──────── Stored records

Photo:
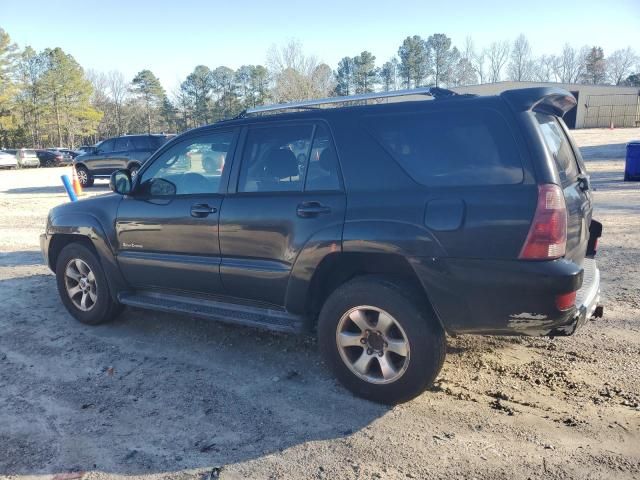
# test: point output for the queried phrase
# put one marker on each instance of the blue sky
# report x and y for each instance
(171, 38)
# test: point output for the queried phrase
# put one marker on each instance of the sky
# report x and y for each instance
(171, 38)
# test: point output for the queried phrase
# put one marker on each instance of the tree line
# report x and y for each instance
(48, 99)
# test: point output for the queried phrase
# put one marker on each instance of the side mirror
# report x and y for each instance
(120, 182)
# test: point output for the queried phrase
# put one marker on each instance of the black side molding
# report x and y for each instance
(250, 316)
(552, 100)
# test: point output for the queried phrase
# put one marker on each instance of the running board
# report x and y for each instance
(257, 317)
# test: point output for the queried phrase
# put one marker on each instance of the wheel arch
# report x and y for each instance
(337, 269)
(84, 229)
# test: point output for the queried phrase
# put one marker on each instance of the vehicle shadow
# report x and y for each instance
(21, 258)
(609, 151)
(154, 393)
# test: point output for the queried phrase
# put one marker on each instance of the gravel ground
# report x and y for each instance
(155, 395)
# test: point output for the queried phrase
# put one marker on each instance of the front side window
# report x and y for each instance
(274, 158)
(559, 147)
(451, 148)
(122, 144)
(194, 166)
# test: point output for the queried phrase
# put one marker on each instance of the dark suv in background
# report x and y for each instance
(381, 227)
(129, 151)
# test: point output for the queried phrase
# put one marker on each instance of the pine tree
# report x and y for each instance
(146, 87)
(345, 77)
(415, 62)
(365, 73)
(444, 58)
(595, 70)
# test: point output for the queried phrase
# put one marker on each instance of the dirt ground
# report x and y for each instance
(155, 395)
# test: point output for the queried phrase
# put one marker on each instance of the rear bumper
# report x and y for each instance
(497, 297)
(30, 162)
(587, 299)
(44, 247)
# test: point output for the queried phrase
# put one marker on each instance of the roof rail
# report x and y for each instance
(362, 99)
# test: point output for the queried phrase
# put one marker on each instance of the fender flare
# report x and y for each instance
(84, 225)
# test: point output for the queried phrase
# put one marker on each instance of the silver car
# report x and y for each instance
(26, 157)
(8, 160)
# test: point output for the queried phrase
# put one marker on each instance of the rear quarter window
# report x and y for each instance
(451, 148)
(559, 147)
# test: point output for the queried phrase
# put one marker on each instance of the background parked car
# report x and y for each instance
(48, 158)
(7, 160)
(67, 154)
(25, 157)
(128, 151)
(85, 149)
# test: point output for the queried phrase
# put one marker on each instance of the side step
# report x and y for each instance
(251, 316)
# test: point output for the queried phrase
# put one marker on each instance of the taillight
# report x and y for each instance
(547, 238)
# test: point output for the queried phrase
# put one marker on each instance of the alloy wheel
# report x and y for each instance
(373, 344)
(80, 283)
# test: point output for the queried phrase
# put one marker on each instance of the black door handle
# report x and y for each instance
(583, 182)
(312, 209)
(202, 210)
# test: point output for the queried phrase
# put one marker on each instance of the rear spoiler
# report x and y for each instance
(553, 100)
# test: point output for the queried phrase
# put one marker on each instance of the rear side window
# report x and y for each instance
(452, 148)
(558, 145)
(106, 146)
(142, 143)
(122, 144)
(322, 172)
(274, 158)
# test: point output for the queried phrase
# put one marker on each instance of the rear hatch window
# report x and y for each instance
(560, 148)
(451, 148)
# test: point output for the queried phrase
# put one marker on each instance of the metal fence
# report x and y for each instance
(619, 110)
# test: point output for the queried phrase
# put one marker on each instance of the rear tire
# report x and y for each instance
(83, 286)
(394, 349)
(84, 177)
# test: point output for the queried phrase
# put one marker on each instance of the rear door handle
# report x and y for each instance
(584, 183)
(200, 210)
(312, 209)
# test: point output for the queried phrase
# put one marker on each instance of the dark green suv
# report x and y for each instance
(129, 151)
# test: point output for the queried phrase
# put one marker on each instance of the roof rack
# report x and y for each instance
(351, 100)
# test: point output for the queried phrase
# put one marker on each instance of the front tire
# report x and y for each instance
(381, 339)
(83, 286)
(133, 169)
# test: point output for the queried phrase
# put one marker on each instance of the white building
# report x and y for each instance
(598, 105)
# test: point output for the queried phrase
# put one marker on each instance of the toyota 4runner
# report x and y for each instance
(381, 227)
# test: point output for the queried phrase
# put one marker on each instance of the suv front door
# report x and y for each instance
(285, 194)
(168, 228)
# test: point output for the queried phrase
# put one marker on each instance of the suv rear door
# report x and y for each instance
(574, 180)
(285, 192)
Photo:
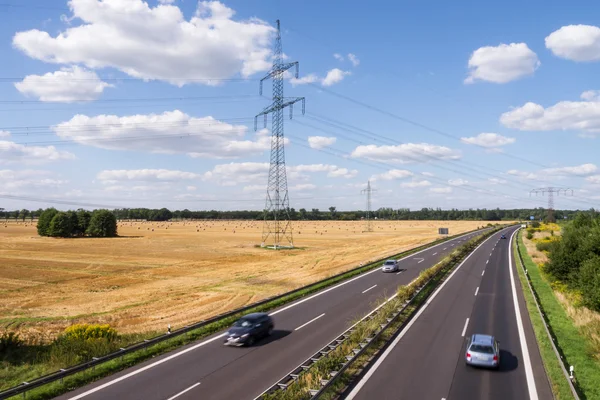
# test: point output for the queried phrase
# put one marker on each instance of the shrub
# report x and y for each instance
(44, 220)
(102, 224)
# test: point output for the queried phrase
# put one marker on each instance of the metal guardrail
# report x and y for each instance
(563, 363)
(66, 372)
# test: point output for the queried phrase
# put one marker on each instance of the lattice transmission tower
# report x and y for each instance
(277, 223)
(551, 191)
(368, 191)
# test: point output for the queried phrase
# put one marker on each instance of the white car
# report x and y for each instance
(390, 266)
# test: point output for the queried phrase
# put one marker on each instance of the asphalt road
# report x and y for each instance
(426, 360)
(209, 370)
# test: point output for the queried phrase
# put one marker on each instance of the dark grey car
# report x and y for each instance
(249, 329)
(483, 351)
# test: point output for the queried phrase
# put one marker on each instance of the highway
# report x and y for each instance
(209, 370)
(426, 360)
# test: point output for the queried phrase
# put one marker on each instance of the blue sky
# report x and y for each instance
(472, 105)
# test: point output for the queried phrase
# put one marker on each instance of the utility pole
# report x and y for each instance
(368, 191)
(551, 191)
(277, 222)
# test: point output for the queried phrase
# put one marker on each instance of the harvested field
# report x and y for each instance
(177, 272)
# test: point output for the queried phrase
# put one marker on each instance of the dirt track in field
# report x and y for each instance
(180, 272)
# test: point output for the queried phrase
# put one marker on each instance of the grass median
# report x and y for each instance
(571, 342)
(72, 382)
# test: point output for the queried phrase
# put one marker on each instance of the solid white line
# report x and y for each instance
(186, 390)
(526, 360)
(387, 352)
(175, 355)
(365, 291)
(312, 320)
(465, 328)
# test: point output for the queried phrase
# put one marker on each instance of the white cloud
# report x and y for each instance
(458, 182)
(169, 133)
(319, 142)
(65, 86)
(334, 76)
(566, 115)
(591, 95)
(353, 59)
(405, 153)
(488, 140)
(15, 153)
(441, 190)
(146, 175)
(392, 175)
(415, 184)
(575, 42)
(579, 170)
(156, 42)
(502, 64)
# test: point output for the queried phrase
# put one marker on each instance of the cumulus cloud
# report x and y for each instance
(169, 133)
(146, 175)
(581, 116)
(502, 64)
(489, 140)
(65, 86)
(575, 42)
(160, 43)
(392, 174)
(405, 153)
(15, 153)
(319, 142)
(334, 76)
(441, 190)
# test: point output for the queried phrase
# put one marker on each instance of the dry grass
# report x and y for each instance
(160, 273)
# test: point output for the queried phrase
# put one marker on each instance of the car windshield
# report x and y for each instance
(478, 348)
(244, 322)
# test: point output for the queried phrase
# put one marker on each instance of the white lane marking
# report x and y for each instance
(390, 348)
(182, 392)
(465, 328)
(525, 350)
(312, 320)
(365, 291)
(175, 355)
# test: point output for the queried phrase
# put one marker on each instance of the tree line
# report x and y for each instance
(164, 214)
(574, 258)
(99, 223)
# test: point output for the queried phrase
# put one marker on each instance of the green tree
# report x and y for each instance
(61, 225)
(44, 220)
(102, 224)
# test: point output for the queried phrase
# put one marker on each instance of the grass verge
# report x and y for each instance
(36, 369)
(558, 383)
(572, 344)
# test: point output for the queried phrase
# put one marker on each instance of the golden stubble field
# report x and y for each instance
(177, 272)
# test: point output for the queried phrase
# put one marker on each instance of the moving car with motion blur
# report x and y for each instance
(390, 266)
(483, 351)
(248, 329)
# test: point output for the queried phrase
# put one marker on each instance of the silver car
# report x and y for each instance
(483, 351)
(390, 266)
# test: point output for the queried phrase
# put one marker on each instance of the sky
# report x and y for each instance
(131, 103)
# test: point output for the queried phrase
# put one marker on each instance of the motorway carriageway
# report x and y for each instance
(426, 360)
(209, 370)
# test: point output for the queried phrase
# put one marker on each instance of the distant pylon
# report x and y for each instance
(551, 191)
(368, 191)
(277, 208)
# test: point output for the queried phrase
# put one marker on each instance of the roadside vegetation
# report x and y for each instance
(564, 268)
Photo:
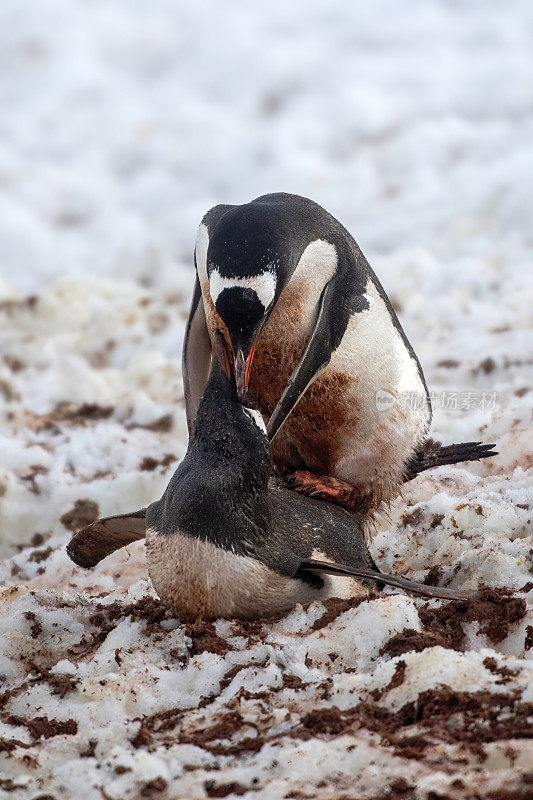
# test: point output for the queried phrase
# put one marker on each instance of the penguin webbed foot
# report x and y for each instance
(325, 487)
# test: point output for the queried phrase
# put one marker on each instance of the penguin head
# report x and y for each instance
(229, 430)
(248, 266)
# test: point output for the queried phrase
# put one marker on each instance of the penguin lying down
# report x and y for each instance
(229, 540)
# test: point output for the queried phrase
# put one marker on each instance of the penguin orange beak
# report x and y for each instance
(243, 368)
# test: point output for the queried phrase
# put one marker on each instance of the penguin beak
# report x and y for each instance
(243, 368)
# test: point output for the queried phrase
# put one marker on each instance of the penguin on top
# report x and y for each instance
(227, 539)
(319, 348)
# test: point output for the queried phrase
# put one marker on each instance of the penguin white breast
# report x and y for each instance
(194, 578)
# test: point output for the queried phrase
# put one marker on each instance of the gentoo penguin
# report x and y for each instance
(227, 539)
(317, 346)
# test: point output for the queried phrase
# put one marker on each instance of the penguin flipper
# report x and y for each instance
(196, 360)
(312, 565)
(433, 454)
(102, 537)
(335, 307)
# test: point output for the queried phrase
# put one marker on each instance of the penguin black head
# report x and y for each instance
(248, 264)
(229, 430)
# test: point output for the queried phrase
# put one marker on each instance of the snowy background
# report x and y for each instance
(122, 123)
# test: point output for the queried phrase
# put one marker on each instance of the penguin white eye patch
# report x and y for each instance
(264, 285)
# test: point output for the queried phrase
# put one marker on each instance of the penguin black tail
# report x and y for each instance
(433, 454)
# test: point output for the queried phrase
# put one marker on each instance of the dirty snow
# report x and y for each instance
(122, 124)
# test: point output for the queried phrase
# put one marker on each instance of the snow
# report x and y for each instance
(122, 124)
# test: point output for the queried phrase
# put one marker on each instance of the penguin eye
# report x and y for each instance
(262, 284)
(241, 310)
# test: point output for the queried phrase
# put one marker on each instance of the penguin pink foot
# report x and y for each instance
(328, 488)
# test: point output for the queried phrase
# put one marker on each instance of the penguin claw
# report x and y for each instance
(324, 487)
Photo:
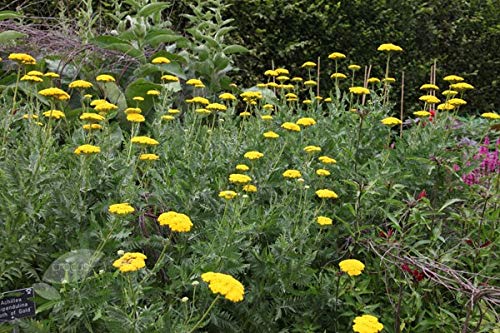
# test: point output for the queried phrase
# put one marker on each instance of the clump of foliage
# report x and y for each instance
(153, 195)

────────────────

*Stated task*. Please count the lines in the records above that contain the string "field", and reply with only that number.

*Response to this task*. 3